**PASSAGE PROVIDED**

Models Guide

Endgame provides 100+ estimators organized into families. All models follow the scikit-learn interface: fit, predict, and predict_proba (classifiers) or transform (transformers). Every estimator is pipeline-compatible and accepts sample_weight where applicable.

Model Family Overview

Family

Key Classes

Best For

GBDTs

LGBMWrapper, XGBWrapper, CatBoostWrapper

General tabular, competitions

Deep Tabular

FTTransformerClassifier, SAINTClassifier, NODEClassifier, TabPFNClassifier, NAMClassifier, GANDALFClassifier, TabularResNetClassifier

Large datasets, categorical embeddings

Custom Trees

RotationForestClassifier, C50Classifier, ObliqueRandomForestClassifier, QuantileRegressorForest, EvolutionaryTreeClassifier

Structured data, diverse ensembles

Rules

RuleFitClassifier, FURIAClassifier

Interpretable rule extraction

Bayesian

TANClassifier, KDBClassifier, ESKDBClassifier

Probabilistic, small data

Kernel

GPClassifier, SVMClassifier

Small to medium datasets

Interpretable

EBMClassifier, MARSClassifier, SymbolicRegressor

Regulatory compliance, auditability

Neural

ELMClassifier, EmbeddingMLPClassifier, TabNetClassifier

Custom architectures, entity embeddings

Probabilistic

NGBoostClassifier, BARTClassifier

Uncertainty quantification

Baselines

NaiveBayesClassifier, LDAClassifier, QDAClassifier, RDAClassifier, KNNClassifier, LinearClassifier

Benchmarking, ensemble diversity


Preset System

The preset parameter loads competition-winning hyperparameter configurations. Three presets are available across all GBDT wrappers:

  • 'endgame' — competition-tuned defaults (low learning rate, many trees, early stopping). This is the default.

  • 'fast' — higher learning rate, fewer trees. Useful for rapid iteration.

  • 'overfit' — aggressively deep trees, no regularization. Use only for ensembling experiments.

  • 'custom' — no preset applied; pass all hyperparameters explicitly.

from endgame.models import LGBMWrapper

# Competition-ready defaults
model = LGBMWrapper(preset='endgame')
model.fit(X_train, y_train, eval_set=[(X_val, y_val)])

# Fast iteration during feature engineering
quick_model = LGBMWrapper(preset='fast')
quick_model.fit(X_train, y_train)

# Override specific parameters within a preset
model = LGBMWrapper(preset='endgame', num_leaves=63, min_child_samples=50)

The 'endgame' preset sets learning_rate=0.01, n_estimators=10000, and relies on early stopping to find the optimal number of rounds. Always pass a validation set when using this preset.


GBDTs

Gradient boosted decision trees are the default choice for tabular competitions. All three wrappers share the same interface via GBDTWrapper.

from endgame.models import LGBMWrapper, XGBWrapper, CatBoostWrapper

# LightGBM — fastest training, best default performance
lgbm = LGBMWrapper(preset='endgame')
lgbm.fit(X_train, y_train, eval_set=[(X_val, y_val)])
proba = lgbm.predict_proba(X_test)

# XGBoost — strong GPU support, wider ecosystem integration
xgb = XGBWrapper(preset='endgame', use_gpu=True)
xgb.fit(X_train, y_train)

**RECORDS PROVIDED**

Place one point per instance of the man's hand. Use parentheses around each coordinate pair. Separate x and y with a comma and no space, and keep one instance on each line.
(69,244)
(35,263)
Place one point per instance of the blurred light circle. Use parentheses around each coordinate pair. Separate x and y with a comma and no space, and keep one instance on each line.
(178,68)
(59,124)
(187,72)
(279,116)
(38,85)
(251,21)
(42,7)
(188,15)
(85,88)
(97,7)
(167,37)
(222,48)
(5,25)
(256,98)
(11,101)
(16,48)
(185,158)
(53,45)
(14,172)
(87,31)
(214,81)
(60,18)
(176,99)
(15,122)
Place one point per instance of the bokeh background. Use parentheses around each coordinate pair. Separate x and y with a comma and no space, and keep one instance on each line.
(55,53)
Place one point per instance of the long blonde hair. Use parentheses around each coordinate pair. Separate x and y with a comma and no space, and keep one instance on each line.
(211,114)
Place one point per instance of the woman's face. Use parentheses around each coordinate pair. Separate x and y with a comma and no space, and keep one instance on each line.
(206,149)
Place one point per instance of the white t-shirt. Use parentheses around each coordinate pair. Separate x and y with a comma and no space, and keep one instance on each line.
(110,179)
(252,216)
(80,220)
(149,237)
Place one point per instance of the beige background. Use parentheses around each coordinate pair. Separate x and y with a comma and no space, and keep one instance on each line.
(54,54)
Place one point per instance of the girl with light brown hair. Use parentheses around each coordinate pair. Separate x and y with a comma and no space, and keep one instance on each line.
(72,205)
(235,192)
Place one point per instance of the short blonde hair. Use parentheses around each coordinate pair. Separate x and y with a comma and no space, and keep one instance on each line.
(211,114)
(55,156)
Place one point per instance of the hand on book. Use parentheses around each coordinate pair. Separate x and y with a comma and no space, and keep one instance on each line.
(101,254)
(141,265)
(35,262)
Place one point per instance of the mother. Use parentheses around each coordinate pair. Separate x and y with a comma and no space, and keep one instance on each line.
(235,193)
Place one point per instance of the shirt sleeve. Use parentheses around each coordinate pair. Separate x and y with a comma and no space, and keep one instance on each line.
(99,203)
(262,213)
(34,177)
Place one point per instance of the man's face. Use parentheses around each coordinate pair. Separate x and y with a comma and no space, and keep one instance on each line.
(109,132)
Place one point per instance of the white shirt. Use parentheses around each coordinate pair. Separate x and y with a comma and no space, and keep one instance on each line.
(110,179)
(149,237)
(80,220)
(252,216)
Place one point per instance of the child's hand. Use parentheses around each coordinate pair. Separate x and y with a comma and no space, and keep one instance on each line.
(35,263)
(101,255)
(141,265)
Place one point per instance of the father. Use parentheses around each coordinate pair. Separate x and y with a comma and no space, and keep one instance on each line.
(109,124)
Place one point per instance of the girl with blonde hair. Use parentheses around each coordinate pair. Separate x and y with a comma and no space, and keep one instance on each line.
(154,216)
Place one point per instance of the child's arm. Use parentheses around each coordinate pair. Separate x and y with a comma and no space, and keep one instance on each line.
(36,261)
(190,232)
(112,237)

**SET TASK 1**
Restate the paragraph of the models guide that begins "Endgame provides 100+ estimators" as a short bulleted list that keeps its main facts.
**SET TASK 2**
Write the next part of the models guide, starting after its last code statement.
The lines placed after the models guide are separate material.

**ANSWER 1**
- Endgame offers more than 100 estimators, grouped into families.
- All models follow the scikit-learn interface: fit, predict, and either predict_proba (classifiers) or transform (transformers).
- Every estimator is pipeline-compatible.
- Estimators accept sample_weight where applicable.

**ANSWER 2**
# CatBoost — native categorical feature handling, often best out of the box
catboost = CatBoostWrapper(preset='endgame', categorical_features=['city', 'product'])
catboost.fit(X_train, y_train)

Feature importances are available via model.feature_importances_ after fitting.


Deep Tabular Models

Deep learning models for tabular data. These require PyTorch and are imported from endgame.models.tabular. They tend to shine on datasets with many categorical features or when pre-trained representations are available.

FT-Transformer

Feature Tokenizer + Transformer. Strong general-purpose deep tabular model.

from endgame.models.tabular import FTTransformerClassifier

ft = FTTransformerClassifier(
    d_token=192,
    n_blocks=3,
    attention_dropout=0.2,
    n_epochs=100,
    batch_size=512,
)
ft.fit(X_train, y_train)
proba = ft.predict_proba(X_test)

SAINT

Self-Attention and Intersample Attention Transformer. Captures both feature-level and sample-level interactions.

from endgame.models.tabular import SAINTClassifier

saint = SAINTClassifier(depth=6, heads=8, n_epochs=50)
saint.fit(X_train, y_train)

NODE

Neural Oblivious Decision Ensembles. Differentiable tree structure — fast and competitive with GBDTs on structured data.

from endgame.models.tabular import NODEClassifier

node = NODEClassifier(num_trees=2048, tree_depth=6, n_epochs=50)
node.fit(X_train, y_train)

NAM

Neural Additive Models. Each feature is modeled by an independent neural network, enabling per-feature shape functions with neural expressiveness.

from endgame.models.tabular import NAMClassifier

nam = NAMClassifier(hidden_units=[64, 64], n_epochs=100)
nam.fit(X_train, y_train)
# Access per-feature shape functions
contributions = nam.feature_contributions(X_test)

GANDALF

Gated Adaptive Network for Deep Automated Learning of Features. Requires the pytorch-tabular package and should be imported directly.

from endgame.models.tabular.gandalf import GANDALFClassifier

gandalf = GANDALFClassifier(gflu_stages=6, n_epochs=100)
gandalf.fit(X_train, y_train)

TabularResNet

Residual network architecture adapted for tabular data. Straightforward and reliable with normalization and skip connections.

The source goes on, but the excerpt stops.